- [YOUR TASK]
Rewrite the records from the line that contains "Pretty please, detect the eyebrow" through the line that contains "[274,237,317,266]". Change "supply" to "provide" and keep everything else the same.

- [STORED RECORDS]
----------------

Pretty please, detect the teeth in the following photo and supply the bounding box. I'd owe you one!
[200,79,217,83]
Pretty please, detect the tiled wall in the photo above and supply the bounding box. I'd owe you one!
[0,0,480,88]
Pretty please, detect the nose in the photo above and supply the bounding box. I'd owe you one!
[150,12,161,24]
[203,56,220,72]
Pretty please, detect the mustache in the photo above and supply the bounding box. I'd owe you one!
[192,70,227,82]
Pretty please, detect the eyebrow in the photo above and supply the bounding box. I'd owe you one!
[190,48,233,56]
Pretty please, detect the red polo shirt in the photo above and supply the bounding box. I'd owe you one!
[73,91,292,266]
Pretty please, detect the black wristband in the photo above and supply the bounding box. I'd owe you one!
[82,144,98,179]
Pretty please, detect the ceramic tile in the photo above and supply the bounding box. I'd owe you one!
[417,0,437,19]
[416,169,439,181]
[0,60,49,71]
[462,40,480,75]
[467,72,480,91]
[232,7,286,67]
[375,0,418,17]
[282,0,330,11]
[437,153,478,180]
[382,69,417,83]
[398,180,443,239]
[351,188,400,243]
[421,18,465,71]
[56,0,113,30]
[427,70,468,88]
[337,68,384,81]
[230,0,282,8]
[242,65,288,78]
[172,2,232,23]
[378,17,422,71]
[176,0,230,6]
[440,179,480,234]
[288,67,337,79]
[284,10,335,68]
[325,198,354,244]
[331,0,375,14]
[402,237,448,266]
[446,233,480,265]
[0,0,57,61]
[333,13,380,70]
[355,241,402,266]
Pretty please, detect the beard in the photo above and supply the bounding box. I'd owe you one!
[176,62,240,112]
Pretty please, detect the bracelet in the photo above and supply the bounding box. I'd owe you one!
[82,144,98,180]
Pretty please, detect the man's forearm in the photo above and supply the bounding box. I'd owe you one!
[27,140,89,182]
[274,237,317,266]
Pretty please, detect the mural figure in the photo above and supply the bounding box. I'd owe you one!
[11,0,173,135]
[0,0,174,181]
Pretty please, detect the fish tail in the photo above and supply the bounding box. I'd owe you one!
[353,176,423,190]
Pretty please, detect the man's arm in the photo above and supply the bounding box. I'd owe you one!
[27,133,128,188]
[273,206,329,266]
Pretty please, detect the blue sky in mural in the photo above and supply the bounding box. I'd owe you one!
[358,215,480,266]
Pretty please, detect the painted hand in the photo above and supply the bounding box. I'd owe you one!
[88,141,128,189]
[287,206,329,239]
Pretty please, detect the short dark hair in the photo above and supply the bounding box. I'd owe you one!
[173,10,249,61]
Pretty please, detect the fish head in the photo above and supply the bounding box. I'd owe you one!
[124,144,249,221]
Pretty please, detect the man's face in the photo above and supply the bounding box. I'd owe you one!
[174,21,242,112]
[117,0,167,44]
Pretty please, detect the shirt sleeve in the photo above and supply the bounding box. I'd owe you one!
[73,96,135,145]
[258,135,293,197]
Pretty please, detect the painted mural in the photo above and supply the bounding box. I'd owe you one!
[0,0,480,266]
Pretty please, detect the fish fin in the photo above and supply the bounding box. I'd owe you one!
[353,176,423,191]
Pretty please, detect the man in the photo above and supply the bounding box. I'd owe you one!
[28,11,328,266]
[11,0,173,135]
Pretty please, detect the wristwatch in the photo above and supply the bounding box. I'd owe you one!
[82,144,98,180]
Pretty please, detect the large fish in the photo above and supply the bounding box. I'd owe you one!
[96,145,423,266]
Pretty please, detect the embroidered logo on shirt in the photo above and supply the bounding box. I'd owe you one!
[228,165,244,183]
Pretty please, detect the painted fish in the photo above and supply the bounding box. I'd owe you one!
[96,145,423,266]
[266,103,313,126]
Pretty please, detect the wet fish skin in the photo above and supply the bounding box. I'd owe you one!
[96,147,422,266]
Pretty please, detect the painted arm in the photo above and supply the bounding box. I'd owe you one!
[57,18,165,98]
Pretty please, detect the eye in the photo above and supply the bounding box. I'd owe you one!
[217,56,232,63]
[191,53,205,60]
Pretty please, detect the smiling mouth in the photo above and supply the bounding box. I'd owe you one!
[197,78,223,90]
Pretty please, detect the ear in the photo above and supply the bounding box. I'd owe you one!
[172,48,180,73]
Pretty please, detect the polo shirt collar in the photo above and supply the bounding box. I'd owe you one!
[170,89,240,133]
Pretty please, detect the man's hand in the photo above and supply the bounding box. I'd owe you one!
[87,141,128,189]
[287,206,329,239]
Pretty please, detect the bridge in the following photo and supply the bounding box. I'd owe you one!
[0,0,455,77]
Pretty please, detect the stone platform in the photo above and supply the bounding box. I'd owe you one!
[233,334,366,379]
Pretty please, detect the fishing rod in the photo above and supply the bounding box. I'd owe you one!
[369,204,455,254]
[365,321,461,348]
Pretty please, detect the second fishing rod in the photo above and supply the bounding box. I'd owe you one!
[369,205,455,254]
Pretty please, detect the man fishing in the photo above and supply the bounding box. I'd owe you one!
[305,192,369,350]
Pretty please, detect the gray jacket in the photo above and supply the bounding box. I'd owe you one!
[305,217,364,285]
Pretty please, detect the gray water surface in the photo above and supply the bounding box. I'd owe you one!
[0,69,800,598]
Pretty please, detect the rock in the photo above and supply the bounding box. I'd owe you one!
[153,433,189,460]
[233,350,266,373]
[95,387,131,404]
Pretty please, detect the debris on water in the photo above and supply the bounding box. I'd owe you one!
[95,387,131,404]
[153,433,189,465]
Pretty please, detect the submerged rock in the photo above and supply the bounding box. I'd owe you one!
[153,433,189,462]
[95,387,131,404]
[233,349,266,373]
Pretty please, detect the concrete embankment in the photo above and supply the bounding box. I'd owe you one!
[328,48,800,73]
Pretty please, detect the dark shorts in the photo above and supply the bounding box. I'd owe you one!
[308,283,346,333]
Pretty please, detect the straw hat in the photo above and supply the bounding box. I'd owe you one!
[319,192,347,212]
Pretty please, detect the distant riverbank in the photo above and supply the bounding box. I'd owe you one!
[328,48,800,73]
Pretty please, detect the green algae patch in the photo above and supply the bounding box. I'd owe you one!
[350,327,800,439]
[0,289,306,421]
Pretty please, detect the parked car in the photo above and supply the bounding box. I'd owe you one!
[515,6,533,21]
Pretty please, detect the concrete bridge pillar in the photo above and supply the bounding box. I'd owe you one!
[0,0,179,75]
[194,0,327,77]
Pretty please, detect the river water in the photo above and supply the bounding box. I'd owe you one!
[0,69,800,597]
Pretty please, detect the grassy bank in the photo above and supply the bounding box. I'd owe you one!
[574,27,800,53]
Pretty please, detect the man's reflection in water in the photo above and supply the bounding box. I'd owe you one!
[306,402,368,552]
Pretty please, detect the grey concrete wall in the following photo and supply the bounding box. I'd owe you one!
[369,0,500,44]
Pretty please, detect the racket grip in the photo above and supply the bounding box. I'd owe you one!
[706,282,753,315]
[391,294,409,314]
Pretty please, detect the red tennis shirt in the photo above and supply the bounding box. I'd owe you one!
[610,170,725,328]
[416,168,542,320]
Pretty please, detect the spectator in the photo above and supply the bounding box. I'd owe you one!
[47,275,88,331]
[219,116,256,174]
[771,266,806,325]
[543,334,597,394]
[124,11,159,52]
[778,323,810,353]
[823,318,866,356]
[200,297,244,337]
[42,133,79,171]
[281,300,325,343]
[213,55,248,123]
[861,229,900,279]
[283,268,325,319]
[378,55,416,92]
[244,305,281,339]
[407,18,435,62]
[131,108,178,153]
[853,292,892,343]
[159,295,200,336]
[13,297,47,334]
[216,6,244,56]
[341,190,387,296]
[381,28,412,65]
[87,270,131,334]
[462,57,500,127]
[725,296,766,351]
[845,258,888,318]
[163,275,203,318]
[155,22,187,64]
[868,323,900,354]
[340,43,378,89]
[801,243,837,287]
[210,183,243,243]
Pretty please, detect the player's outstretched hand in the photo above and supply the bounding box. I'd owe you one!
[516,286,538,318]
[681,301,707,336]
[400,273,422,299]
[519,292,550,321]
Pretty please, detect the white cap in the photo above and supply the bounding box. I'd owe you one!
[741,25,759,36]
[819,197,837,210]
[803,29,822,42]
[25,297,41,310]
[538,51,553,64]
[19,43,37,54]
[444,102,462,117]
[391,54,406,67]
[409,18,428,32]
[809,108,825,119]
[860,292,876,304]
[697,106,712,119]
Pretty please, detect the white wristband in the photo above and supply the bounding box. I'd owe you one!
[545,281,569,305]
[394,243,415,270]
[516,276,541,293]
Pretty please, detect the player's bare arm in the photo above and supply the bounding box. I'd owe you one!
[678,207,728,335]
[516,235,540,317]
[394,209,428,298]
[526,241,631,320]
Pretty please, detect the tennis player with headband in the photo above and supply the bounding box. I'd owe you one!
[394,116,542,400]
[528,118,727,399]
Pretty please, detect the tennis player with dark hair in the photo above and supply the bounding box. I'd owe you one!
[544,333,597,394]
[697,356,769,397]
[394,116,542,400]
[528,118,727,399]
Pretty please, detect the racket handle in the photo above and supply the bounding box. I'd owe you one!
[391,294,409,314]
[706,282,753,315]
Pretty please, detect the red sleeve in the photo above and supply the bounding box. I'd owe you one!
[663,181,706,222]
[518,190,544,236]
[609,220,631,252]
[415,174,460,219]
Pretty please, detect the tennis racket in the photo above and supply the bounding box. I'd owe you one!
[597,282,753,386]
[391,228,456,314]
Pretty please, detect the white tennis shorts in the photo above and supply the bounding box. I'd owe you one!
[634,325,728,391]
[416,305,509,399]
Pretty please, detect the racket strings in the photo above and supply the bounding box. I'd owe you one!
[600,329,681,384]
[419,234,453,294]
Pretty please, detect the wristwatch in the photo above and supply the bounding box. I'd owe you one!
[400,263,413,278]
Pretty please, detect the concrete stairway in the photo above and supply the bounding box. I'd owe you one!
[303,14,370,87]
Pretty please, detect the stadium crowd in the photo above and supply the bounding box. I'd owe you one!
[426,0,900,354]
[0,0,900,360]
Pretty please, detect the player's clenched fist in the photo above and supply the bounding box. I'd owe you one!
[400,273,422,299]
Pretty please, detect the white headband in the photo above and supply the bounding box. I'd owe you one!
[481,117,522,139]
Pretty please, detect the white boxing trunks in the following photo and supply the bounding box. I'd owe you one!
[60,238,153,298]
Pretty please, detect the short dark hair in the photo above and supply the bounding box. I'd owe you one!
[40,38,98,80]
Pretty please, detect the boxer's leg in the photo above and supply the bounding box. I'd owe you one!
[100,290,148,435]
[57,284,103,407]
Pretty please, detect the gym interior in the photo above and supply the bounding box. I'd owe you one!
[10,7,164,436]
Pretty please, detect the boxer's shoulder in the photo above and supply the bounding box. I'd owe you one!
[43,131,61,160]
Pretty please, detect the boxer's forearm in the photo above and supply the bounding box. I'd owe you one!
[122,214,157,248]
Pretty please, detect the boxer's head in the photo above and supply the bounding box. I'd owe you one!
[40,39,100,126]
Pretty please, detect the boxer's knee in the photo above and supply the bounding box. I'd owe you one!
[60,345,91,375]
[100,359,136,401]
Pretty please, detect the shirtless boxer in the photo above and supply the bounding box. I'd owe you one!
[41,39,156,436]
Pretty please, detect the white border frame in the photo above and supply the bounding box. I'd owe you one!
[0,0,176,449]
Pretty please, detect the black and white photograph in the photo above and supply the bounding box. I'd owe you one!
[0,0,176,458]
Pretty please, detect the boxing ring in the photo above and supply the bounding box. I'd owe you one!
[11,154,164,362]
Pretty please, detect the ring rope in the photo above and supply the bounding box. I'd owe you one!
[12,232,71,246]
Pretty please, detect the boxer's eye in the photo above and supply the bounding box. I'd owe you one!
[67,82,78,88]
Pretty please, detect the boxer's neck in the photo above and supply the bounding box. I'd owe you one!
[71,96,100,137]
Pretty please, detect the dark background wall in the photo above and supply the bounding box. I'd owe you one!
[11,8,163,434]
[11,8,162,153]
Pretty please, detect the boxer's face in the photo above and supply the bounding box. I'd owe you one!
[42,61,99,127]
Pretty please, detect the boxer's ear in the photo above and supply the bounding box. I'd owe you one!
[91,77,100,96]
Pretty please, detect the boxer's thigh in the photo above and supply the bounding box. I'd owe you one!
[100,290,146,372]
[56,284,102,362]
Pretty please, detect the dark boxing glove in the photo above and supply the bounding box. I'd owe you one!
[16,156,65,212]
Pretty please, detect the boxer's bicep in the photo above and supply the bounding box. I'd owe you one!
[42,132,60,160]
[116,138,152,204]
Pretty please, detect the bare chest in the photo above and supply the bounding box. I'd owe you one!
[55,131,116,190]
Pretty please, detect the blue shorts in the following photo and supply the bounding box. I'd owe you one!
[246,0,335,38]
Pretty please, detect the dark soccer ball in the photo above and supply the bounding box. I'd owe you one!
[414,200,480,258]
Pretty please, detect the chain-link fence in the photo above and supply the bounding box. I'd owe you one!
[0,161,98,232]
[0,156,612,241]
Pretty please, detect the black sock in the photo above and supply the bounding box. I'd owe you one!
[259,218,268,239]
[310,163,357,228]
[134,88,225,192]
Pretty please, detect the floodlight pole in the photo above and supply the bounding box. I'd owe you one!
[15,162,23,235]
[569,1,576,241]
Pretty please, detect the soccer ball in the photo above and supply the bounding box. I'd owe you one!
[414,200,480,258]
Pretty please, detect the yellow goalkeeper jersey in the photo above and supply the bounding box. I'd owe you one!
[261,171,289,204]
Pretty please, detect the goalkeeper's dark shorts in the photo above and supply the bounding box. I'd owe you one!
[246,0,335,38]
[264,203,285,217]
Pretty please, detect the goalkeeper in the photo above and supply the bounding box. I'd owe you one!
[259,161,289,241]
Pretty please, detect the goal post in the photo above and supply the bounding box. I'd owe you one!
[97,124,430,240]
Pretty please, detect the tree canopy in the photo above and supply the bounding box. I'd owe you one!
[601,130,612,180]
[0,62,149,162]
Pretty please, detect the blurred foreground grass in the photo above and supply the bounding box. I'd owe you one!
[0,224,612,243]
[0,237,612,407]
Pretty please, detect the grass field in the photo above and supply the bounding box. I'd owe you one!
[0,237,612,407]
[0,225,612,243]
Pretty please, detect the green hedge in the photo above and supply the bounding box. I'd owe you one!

----------------

- [REPLY TO THE TASK]
Pretty please, detect the eyebrow in the photo above and provide the bounding box. I'd owe you one!
[190,48,233,56]
Pretty please, detect the red polo shirt in the photo above and provide the bounding box. I'd owe you one!
[73,91,292,266]
Pretty please, detect the black wristband in the photo above and provide the bounding box. I'd owe you one!
[82,144,98,179]
Pretty please, detect the ceramic tile in the photo above and provide the bounding box. I'd owe you one!
[417,0,437,19]
[416,169,439,181]
[0,60,49,71]
[462,40,480,75]
[467,72,480,91]
[232,7,286,67]
[375,0,418,17]
[282,0,330,11]
[437,153,478,180]
[382,69,417,83]
[398,180,443,239]
[351,188,400,243]
[421,18,465,71]
[56,0,113,30]
[427,70,468,88]
[337,68,384,81]
[230,0,282,8]
[242,65,288,78]
[172,2,232,23]
[378,17,422,71]
[176,0,230,6]
[440,179,480,234]
[288,67,337,79]
[284,10,335,68]
[325,198,354,244]
[331,0,375,14]
[402,237,448,266]
[446,233,480,265]
[0,0,57,61]
[333,13,380,70]
[355,241,402,266]
Pretty please, detect the beard in the photo above and provide the bounding box. I'd owe you one!
[176,62,240,112]
Pretty please, detect the bracelet in the photo above and provide the bounding box. I'd owe you one!
[82,144,98,180]
Pretty please, detect the man's forearm in the photo above and provide the bounding box. I'd owe you one!
[27,140,89,182]
[274,237,317,266]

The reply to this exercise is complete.